§ Your task:
Translate this sentence from the battery project report into Spanish: "The pipeline is simple and interpretable: we compute labels per cell, engineer a few physics-aligned features, and evaluate multiple models with grouped cross-validation by cell."

··· Provided text ···

# EV Battery Remaining Useful Life (RUL) — Project Report

**Abstract.** We predict *Remaining Useful Life (RUL)* of EV cells as **diagnostic steps remaining** to the 80% End-of-Life (EOL) threshold using diagnostic capacity tests from the Onori dataset. The pipeline is simple and interpretable: we compute labels per cell, engineer a few physics-aligned features, and evaluate multiple models with grouped cross-validation by cell. A tuned Elastic Net with polynomial features achieves strong out-of-fold (OOF) performance on cells with ≥5 diagnostics.



## 1. Problem Definition & Success Criteria
- **Task:** supervised **regression**; target is RUL (diagnostic steps to 80% EOL).
- **Why:** enable scheduled maintenance before performance drops.
- **Success:** good **generalization to unseen cells** → grouped CV by `cell_id` with RMSE/MAE/R² (OOF).



## 2. Data Provenance & Description
- **Source:** Onori EV aging diagnostic capacity tests (`Diag_*/Capacity_test`).
- **Shape:** 101 diagnostics across 10 cells (derived; no raw files tracked in Git).
- **EOL:** 0.8 × initial capacity per cell; per-diagnostic capacity taken as max *Discharge Capacity (Ah)* from the Excel workbook.


In [None]:

import pandas as pd

df = pd.read_csv("results/rpt_features_labeled_enriched.csv").sort_values(["cell_id","diag"])
rows, cells_cnt = len(df), df["cell_id"].nunique()
print("rows:", rows, "| cells:", cells_cnt)
df.head()



## 3. Cleaning & EDA (highlights)
- **Label:** For each cell, find the first diagnostic where capacity ≤ 0.8 × initial (call it diag_EOL). RUL = diag_EOL − diag.
- **Features:** `diag`, `capacity_ah`, `fade_frac = 1 − capacity/initial`, short-window slope `cap_slope_k3`; parsed `c_rate`/`temp_c` when available.
- **Takeaways:** RUL is right-skewed; capacity declines roughly monotonically with diagnostic index; slopes vary by cell group.

**Figures (reproduced earlier and tracked):**


In [None]:

from IPython.display import Image, display

display(Image(filename="results/figs/rul_hist.png", width=800))
display(Image(filename="results/figs/cap_vs_diag_by_cell.png", width=800))
display(Image(filename="results/figs/fade_vs_diag.png", width=800))



## 4. Models & Cross-Validation
Compared: baseline mean, **diag-only LinearRegression**, **Elastic Net**, **RandomForest**, **Histogram Gradient Boosting**, **SVR (RBF)**.  
**Evaluation:** **GroupKFold by `cell_id`** (emulates unseen cells); report **OOF** metrics RMSE/MAE/R².  
**Tuning:** Elastic Net + polynomial features; filtered to cells with ≥5 diagnostics for the headline OOF.

··· The data ···

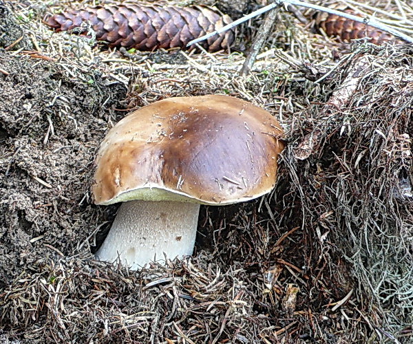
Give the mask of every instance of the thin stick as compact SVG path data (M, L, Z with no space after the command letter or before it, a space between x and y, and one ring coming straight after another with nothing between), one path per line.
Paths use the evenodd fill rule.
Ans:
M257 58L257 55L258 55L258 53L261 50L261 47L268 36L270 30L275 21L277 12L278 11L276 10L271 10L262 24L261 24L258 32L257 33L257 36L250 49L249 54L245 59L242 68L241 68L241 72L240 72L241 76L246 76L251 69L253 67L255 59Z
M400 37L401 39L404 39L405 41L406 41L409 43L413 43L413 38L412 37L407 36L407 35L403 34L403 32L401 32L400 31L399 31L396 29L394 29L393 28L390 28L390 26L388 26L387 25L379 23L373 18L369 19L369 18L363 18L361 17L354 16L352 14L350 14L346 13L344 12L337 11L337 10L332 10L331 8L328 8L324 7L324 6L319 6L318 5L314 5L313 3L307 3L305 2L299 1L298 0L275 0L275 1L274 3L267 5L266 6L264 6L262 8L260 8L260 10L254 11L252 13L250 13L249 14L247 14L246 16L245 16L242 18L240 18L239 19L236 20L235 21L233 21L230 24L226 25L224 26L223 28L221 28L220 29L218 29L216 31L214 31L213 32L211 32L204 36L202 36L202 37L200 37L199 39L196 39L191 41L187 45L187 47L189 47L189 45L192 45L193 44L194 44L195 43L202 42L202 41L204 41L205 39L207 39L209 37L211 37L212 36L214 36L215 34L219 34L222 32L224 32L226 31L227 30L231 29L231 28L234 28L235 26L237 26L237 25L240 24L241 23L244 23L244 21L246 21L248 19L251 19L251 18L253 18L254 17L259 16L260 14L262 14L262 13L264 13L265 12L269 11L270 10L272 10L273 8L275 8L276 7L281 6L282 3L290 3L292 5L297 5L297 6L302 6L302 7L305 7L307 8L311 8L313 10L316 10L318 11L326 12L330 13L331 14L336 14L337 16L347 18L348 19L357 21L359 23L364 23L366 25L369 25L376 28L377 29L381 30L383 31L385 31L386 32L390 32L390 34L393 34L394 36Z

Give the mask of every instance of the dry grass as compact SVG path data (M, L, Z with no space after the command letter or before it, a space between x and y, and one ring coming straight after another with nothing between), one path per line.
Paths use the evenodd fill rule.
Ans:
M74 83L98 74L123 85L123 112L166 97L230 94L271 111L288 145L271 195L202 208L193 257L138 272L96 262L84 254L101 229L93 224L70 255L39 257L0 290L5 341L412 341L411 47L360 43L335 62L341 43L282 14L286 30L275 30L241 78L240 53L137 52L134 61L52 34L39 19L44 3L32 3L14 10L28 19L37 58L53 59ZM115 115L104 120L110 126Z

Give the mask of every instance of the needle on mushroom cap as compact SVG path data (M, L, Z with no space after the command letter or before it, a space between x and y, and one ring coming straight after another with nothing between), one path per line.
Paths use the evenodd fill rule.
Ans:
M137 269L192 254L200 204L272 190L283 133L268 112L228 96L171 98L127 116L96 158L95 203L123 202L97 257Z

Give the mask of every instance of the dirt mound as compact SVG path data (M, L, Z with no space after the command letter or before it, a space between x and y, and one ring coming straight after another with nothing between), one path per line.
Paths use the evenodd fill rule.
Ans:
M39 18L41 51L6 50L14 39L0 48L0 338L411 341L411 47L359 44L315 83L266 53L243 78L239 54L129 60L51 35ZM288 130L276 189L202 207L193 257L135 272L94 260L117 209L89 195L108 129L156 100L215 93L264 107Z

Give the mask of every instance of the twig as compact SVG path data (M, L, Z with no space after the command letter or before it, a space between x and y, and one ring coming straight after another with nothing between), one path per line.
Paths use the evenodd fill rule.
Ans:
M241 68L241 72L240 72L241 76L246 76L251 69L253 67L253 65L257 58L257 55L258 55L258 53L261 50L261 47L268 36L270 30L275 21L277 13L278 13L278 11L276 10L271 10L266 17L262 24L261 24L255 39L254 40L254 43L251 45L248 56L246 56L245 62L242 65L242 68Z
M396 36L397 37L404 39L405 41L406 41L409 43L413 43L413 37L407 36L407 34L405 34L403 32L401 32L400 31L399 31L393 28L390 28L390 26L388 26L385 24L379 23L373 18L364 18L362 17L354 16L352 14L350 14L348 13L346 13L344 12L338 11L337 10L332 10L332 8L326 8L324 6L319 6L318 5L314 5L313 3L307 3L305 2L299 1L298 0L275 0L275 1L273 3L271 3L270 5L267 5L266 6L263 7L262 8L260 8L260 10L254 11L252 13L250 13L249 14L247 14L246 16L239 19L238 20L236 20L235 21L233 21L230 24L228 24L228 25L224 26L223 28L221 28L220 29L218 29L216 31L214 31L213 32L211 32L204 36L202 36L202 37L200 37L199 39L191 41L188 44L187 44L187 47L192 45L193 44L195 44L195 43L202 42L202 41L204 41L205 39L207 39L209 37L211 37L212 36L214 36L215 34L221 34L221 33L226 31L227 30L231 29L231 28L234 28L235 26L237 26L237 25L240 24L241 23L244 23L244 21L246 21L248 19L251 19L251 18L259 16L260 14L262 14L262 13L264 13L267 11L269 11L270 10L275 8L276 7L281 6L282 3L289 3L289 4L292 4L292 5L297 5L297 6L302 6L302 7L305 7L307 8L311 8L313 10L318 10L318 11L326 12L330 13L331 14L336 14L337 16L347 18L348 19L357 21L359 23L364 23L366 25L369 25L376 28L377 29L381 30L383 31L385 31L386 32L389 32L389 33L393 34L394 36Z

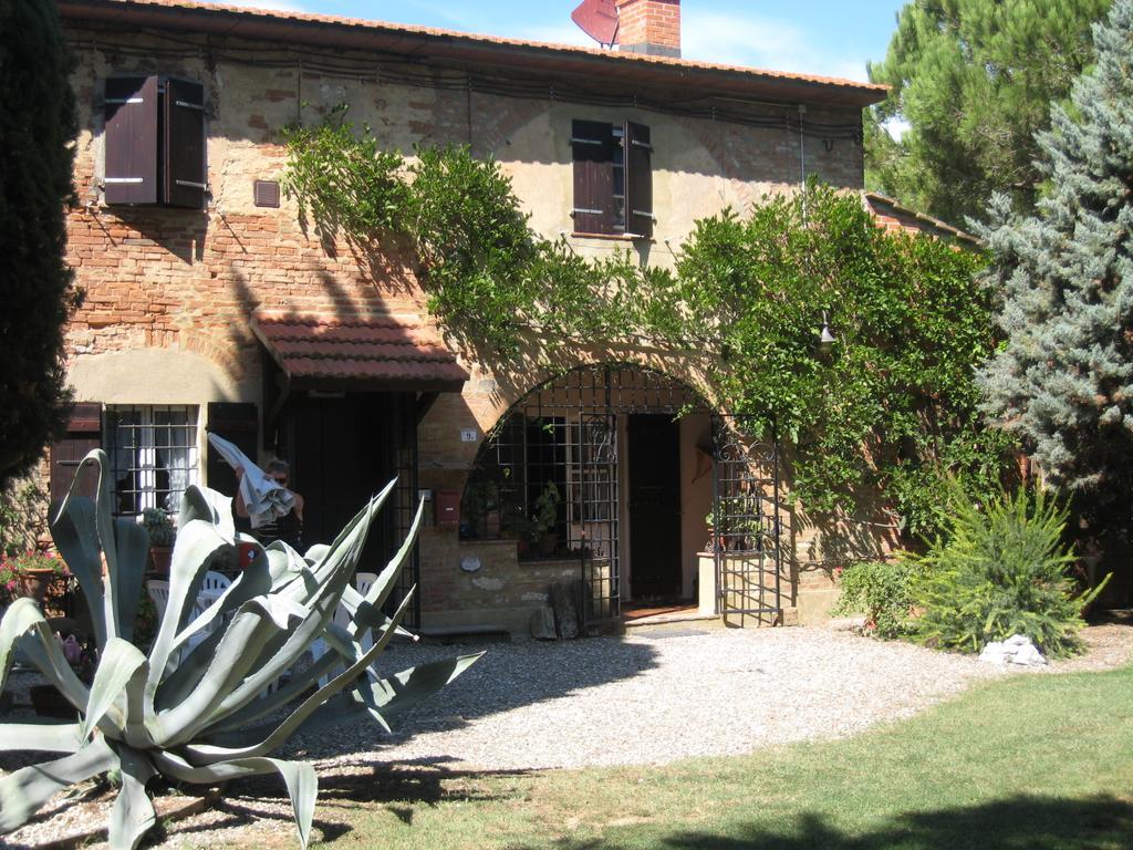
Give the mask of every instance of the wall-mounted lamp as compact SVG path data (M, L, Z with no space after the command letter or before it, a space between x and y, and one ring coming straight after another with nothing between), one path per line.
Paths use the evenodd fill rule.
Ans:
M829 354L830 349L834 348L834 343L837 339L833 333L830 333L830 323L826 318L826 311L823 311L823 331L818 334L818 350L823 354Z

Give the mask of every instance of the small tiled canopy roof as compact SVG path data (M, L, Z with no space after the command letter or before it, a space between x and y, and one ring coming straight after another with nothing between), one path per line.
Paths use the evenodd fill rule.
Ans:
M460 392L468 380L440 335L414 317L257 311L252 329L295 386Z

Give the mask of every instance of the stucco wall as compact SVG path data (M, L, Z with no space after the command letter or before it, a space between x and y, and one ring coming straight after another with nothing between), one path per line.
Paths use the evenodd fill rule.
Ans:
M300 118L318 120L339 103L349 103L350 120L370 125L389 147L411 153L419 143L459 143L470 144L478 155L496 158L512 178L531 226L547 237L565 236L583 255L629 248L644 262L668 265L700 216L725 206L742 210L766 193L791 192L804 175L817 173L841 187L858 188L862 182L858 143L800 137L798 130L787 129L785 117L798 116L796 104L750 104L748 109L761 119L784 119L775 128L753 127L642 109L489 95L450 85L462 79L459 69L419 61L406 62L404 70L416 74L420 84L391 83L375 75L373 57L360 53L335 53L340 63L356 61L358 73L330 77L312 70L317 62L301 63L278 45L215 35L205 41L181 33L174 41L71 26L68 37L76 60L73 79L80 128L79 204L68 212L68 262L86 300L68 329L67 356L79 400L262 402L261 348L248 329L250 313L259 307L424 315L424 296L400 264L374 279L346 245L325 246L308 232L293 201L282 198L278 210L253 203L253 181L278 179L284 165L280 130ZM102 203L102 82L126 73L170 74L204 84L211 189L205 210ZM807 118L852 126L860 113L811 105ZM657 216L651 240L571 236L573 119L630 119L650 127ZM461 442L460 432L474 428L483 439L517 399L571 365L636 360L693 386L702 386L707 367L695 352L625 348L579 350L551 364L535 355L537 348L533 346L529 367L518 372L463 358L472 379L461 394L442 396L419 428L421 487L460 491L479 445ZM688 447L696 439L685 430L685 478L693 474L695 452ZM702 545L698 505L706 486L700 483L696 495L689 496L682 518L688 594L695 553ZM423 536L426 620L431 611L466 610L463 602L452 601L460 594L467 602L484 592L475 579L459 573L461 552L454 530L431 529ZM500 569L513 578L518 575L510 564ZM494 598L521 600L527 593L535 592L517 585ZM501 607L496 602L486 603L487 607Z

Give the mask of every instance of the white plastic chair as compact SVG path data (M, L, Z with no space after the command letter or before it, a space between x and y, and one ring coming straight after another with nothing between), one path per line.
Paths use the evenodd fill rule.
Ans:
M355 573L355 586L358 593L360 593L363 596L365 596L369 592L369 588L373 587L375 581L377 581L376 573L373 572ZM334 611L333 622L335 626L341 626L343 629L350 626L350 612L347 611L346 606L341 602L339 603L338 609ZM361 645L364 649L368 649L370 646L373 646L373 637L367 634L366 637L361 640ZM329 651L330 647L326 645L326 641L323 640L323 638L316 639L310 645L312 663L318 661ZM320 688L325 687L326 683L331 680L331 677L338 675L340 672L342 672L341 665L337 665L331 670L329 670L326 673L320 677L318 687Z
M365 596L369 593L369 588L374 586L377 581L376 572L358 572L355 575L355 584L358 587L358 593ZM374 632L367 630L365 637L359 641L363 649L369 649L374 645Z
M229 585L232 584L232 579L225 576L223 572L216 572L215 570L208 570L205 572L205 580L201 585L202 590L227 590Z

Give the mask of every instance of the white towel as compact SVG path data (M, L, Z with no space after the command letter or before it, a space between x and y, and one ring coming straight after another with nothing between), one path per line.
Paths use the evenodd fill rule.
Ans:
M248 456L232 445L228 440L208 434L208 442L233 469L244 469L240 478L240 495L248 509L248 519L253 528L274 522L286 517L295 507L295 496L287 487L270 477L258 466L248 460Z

···
··· The data ···

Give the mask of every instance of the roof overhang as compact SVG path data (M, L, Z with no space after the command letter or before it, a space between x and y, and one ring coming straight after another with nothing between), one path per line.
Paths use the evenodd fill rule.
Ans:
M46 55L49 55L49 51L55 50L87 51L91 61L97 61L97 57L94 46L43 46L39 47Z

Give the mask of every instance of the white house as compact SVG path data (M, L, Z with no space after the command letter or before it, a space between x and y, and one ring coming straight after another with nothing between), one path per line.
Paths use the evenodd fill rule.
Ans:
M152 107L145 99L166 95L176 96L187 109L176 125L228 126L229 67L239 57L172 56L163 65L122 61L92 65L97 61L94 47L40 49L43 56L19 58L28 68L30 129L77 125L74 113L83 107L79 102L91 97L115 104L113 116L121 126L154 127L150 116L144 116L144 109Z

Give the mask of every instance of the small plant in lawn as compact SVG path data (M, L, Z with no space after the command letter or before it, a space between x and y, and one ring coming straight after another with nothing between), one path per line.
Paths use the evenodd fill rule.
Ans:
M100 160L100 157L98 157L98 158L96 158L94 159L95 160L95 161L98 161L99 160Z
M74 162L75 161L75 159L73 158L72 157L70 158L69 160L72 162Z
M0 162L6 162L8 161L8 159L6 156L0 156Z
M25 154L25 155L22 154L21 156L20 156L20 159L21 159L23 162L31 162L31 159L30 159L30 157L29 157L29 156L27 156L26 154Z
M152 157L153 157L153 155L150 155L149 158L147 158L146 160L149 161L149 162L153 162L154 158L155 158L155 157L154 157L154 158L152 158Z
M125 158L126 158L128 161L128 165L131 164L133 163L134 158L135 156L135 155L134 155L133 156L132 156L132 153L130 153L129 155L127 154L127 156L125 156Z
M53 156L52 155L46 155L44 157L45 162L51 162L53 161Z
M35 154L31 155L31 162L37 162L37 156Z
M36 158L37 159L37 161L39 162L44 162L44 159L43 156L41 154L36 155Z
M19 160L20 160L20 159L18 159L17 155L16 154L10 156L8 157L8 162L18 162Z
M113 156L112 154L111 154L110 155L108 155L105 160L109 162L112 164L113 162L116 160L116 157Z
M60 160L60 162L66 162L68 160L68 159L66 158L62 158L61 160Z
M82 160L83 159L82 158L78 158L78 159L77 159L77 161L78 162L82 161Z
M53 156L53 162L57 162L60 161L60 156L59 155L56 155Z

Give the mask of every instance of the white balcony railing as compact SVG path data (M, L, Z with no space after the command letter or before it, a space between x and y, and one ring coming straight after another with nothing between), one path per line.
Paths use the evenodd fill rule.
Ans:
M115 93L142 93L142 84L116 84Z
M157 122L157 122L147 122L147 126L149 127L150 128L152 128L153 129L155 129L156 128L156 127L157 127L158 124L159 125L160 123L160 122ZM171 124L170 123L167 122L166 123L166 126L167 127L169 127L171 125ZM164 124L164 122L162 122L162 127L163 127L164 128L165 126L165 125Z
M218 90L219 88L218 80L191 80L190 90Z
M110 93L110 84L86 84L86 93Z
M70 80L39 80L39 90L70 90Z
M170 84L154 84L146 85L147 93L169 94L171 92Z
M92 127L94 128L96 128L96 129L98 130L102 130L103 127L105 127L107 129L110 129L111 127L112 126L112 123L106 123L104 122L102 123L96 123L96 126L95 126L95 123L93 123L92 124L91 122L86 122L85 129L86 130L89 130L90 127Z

···
··· The data ···

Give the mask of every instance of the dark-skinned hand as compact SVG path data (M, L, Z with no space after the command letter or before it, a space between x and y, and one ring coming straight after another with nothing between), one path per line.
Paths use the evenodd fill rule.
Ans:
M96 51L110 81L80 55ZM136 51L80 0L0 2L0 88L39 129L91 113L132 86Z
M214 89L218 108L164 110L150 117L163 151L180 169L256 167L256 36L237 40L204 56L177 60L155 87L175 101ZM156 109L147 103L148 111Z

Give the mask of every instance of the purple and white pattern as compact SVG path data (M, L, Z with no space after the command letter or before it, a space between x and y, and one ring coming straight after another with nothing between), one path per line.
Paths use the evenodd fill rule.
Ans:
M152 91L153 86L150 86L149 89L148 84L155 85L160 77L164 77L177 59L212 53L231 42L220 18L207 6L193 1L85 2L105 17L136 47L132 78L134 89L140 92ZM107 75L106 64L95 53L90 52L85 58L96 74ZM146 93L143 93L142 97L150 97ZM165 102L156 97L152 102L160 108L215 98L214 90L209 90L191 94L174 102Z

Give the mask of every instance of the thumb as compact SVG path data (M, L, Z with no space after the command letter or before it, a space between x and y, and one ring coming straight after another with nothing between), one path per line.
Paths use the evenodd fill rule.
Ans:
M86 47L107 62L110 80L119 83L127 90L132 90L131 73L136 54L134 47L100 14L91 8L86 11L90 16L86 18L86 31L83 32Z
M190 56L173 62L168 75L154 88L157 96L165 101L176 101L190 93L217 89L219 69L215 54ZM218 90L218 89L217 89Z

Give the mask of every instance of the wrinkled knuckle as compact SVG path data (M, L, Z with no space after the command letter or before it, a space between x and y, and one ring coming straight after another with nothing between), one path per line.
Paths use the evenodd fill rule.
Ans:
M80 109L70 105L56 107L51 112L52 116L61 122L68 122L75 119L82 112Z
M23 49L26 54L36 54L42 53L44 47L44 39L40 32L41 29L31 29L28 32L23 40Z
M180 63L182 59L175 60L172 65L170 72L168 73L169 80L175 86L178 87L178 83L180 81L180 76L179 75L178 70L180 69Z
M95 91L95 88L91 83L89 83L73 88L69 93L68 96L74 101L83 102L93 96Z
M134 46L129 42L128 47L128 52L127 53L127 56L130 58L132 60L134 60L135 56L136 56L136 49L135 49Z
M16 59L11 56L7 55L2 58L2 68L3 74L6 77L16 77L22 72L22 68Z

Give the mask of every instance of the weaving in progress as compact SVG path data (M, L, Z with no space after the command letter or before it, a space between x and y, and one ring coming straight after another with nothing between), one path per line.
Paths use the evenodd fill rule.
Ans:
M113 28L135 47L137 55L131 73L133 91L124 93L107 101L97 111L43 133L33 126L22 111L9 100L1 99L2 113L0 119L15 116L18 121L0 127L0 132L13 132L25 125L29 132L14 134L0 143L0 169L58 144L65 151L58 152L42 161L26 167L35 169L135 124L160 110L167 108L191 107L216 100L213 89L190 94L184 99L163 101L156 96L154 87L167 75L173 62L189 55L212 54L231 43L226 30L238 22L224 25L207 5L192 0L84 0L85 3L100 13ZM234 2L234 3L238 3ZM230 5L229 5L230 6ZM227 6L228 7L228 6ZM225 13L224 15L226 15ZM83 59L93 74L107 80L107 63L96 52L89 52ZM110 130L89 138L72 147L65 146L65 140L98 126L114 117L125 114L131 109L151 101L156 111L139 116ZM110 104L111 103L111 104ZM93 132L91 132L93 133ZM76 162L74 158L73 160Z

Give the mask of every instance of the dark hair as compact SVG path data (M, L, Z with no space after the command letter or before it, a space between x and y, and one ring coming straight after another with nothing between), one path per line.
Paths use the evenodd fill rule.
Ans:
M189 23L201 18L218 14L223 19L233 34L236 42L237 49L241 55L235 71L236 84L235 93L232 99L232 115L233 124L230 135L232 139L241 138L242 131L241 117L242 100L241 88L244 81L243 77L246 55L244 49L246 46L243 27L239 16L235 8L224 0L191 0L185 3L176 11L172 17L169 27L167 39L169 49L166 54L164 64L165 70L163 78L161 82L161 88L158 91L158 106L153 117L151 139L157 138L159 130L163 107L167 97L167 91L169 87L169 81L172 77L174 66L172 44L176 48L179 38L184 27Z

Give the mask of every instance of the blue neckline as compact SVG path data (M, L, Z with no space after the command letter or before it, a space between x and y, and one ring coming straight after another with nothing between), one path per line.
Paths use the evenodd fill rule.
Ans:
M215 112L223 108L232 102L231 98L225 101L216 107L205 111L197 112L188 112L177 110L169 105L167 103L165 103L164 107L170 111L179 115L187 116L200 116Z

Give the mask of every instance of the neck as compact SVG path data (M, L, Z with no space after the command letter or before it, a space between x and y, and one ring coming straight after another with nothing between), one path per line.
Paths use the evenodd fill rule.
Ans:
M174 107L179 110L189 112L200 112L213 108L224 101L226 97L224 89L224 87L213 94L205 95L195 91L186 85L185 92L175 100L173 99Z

···

§ Written solution:
El flujo de trabajo es sencillo e interpretable: calculamos etiquetas por celda, diseñamos unas pocas características alineadas con la física y evaluamos varios modelos con validación cruzada agrupada por celda.